Problem requirements:
Quote each of the following lines back word for word.

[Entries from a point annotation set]
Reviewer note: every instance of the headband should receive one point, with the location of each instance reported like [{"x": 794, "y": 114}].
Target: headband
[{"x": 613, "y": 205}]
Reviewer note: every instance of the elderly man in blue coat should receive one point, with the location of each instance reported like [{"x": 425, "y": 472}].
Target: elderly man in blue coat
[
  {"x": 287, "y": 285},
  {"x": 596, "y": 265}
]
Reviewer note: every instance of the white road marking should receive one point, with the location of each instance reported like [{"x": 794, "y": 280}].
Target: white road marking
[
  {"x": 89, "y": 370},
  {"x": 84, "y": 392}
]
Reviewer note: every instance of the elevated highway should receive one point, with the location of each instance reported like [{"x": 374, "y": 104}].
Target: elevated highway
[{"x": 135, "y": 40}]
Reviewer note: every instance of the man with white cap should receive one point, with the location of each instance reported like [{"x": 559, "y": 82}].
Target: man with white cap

Solution to this task:
Reviewer note: every instance of the headband should receive one point, with the location of each instance reported like [{"x": 794, "y": 114}].
Target: headband
[{"x": 613, "y": 205}]
Reviewer note: every instance of the elderly man in blue coat should receive one point, with the location of each instance reported like [{"x": 425, "y": 472}].
Target: elderly man in blue coat
[
  {"x": 287, "y": 285},
  {"x": 596, "y": 265}
]
Reviewer note: every instance of the white road marking should receive one point, with the location of each instance reported like [{"x": 794, "y": 280}].
Target: white road marking
[
  {"x": 89, "y": 370},
  {"x": 84, "y": 392}
]
Reviewer note: every instance of the elevated highway should receive one point, with the location of each instance reported like [{"x": 374, "y": 104}].
Target: elevated highway
[{"x": 135, "y": 40}]
Reviewer note: every instance of the man with white cap should receive one point, with the location of each instance reported like [{"x": 559, "y": 82}].
Target: man with white cap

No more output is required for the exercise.